__STATED PROBLEM__
Reproduce the material below with every "outline" switched to "trace" and everything else left unchanged. Omit the pictures from your answer.

__PROVIDED DATA__
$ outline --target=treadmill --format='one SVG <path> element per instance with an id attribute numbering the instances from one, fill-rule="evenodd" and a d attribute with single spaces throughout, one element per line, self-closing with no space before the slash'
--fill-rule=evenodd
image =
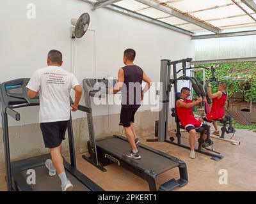
<path id="1" fill-rule="evenodd" d="M 38 96 L 33 99 L 27 96 L 26 85 L 29 81 L 29 78 L 19 78 L 2 83 L 0 85 L 1 111 L 4 133 L 6 177 L 8 190 L 10 191 L 61 191 L 61 182 L 58 176 L 49 176 L 48 170 L 45 166 L 46 159 L 51 158 L 49 154 L 17 161 L 11 162 L 10 161 L 8 116 L 9 115 L 17 121 L 19 121 L 20 115 L 14 109 L 39 105 Z M 79 110 L 86 111 L 87 108 L 79 106 Z M 73 191 L 104 191 L 76 168 L 71 114 L 68 133 L 71 164 L 65 159 L 63 161 L 67 176 L 74 186 Z M 32 171 L 35 170 L 36 173 L 35 184 L 28 184 L 27 183 L 27 178 L 29 178 L 28 177 L 31 170 Z"/>
<path id="2" fill-rule="evenodd" d="M 125 168 L 145 179 L 148 183 L 149 189 L 153 191 L 170 191 L 188 184 L 186 165 L 177 157 L 140 144 L 138 149 L 141 159 L 131 159 L 125 156 L 125 153 L 131 150 L 131 147 L 125 137 L 113 135 L 95 140 L 91 98 L 106 98 L 108 94 L 108 90 L 114 87 L 116 82 L 116 80 L 93 78 L 86 78 L 83 81 L 86 107 L 90 110 L 86 113 L 90 136 L 88 149 L 90 156 L 83 155 L 83 158 L 103 171 L 106 171 L 104 167 L 105 165 L 116 163 L 118 166 Z M 171 178 L 157 189 L 157 176 L 175 168 L 179 170 L 179 179 L 176 180 Z"/>

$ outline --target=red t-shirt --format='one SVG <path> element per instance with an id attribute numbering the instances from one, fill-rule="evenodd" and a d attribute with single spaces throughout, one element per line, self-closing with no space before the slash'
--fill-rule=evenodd
<path id="1" fill-rule="evenodd" d="M 185 103 L 190 103 L 192 101 L 190 99 L 184 100 L 183 99 L 180 99 L 179 100 L 181 100 Z M 193 126 L 194 127 L 200 127 L 202 122 L 195 118 L 194 113 L 193 113 L 193 108 L 178 107 L 177 105 L 177 101 L 176 102 L 177 113 L 182 126 L 185 128 L 189 125 Z"/>

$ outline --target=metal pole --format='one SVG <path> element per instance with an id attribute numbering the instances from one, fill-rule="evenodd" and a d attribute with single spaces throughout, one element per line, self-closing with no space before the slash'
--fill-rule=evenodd
<path id="1" fill-rule="evenodd" d="M 168 135 L 168 121 L 169 121 L 169 105 L 170 105 L 170 92 L 171 91 L 170 83 L 170 76 L 171 73 L 171 66 L 170 64 L 167 64 L 167 74 L 166 74 L 166 110 L 165 112 L 165 132 L 164 132 L 164 138 L 166 138 Z"/>
<path id="2" fill-rule="evenodd" d="M 176 101 L 177 101 L 177 96 L 176 94 L 178 92 L 178 87 L 177 87 L 177 67 L 176 67 L 176 64 L 173 64 L 173 79 L 174 79 L 174 101 L 175 101 L 175 110 L 177 110 L 177 105 L 176 105 Z M 179 122 L 180 120 L 179 120 L 178 117 L 178 114 L 176 112 L 175 114 L 175 121 L 176 121 L 176 128 L 177 128 L 177 134 L 180 134 L 180 127 L 179 127 Z M 178 143 L 180 143 L 180 137 L 178 137 Z"/>
<path id="3" fill-rule="evenodd" d="M 76 168 L 75 143 L 74 140 L 73 125 L 70 113 L 70 119 L 68 121 L 68 126 L 69 154 L 70 156 L 71 165 Z"/>
<path id="4" fill-rule="evenodd" d="M 164 142 L 166 136 L 166 111 L 168 100 L 168 87 L 167 84 L 169 81 L 169 76 L 167 76 L 168 73 L 167 64 L 169 61 L 167 59 L 162 59 L 161 61 L 161 71 L 160 71 L 160 110 L 159 115 L 158 123 L 158 141 Z"/>
<path id="5" fill-rule="evenodd" d="M 8 124 L 7 113 L 3 113 L 3 131 L 4 131 L 4 158 L 5 158 L 5 168 L 7 181 L 7 189 L 9 191 L 12 191 L 12 168 L 11 159 L 10 154 L 10 143 L 9 143 L 9 129 Z"/>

__EXERCISE OUTPUT__
$ trace --target=treadmill --format='one SVG <path> element per instance with an id attribute numbering the instances from one, fill-rule="evenodd" and a d attribute with single spaces throughout, one element per line, self-closing with no space before the slash'
--fill-rule=evenodd
image =
<path id="1" fill-rule="evenodd" d="M 38 96 L 33 99 L 27 96 L 26 85 L 29 81 L 29 78 L 19 78 L 2 83 L 0 85 L 1 111 L 4 133 L 6 177 L 8 190 L 10 191 L 61 191 L 61 182 L 58 176 L 49 176 L 48 170 L 45 166 L 46 159 L 51 158 L 49 154 L 17 161 L 11 162 L 10 161 L 8 116 L 9 115 L 17 121 L 19 121 L 20 115 L 14 109 L 39 105 Z M 79 110 L 86 111 L 87 108 L 79 106 Z M 73 191 L 104 191 L 76 168 L 71 114 L 68 133 L 71 164 L 65 159 L 63 161 L 67 176 L 74 186 Z M 32 171 L 35 170 L 36 173 L 35 184 L 28 184 L 27 183 L 27 178 L 29 178 L 28 177 L 31 170 Z"/>
<path id="2" fill-rule="evenodd" d="M 125 168 L 145 179 L 148 183 L 149 189 L 153 191 L 170 191 L 188 184 L 186 165 L 177 157 L 140 144 L 138 149 L 141 159 L 131 159 L 125 156 L 125 153 L 131 150 L 131 147 L 125 137 L 113 135 L 95 140 L 91 98 L 106 98 L 108 94 L 108 90 L 114 87 L 116 82 L 116 80 L 93 78 L 86 78 L 83 81 L 86 107 L 90 110 L 86 113 L 90 136 L 88 149 L 90 156 L 83 155 L 83 158 L 103 171 L 106 171 L 104 167 L 105 165 L 116 163 L 118 166 Z M 171 178 L 157 189 L 157 176 L 175 168 L 179 170 L 179 179 L 176 180 Z"/>

$ trace --target=red t-shirt --format='one SVG <path> element per instance with an id attribute numbering the instances from one, fill-rule="evenodd" and a d attribute with single spaces throughout, one element per line, self-closing with no space before the slash'
--fill-rule=evenodd
<path id="1" fill-rule="evenodd" d="M 185 103 L 190 103 L 192 101 L 190 99 L 184 100 L 183 99 L 180 99 L 179 100 L 181 100 Z M 193 126 L 194 127 L 200 127 L 202 122 L 195 118 L 194 113 L 193 113 L 193 108 L 178 107 L 177 105 L 177 101 L 176 102 L 177 113 L 182 126 L 185 128 L 189 125 Z"/>

$ trace --target=metal pole --format='one SVG <path> element per instance with an id attribute numbering the instances from one, fill-rule="evenodd" and a d attribute with single spaces throughout, one element per line, self-closing with no space before the slash'
--fill-rule=evenodd
<path id="1" fill-rule="evenodd" d="M 168 135 L 168 121 L 169 121 L 169 105 L 170 105 L 170 92 L 171 91 L 170 83 L 170 76 L 171 73 L 171 66 L 170 64 L 167 64 L 167 74 L 166 74 L 166 110 L 165 112 L 165 132 L 164 132 L 164 138 L 166 138 Z"/>
<path id="2" fill-rule="evenodd" d="M 176 101 L 177 101 L 177 96 L 176 94 L 178 92 L 178 87 L 177 87 L 177 67 L 176 67 L 176 64 L 173 64 L 173 79 L 174 79 L 174 101 L 175 101 L 175 110 L 177 110 L 177 105 L 176 105 Z M 179 122 L 180 120 L 179 120 L 178 117 L 178 114 L 176 112 L 175 114 L 175 121 L 176 121 L 176 128 L 177 128 L 177 134 L 180 134 L 180 127 L 179 127 Z M 178 143 L 180 143 L 180 137 L 178 137 Z"/>
<path id="3" fill-rule="evenodd" d="M 76 168 L 75 143 L 74 140 L 73 125 L 70 113 L 70 119 L 68 121 L 68 126 L 69 154 L 70 156 L 71 165 Z"/>
<path id="4" fill-rule="evenodd" d="M 164 142 L 166 136 L 166 111 L 168 100 L 168 87 L 167 84 L 169 81 L 169 76 L 167 76 L 168 73 L 167 64 L 169 61 L 167 59 L 162 59 L 161 61 L 161 71 L 160 71 L 160 110 L 159 115 L 158 123 L 158 141 Z"/>
<path id="5" fill-rule="evenodd" d="M 8 124 L 7 113 L 3 113 L 3 131 L 4 131 L 4 158 L 5 158 L 5 168 L 7 181 L 7 189 L 9 191 L 12 191 L 12 168 L 11 159 L 10 154 L 10 143 L 9 143 L 9 129 Z"/>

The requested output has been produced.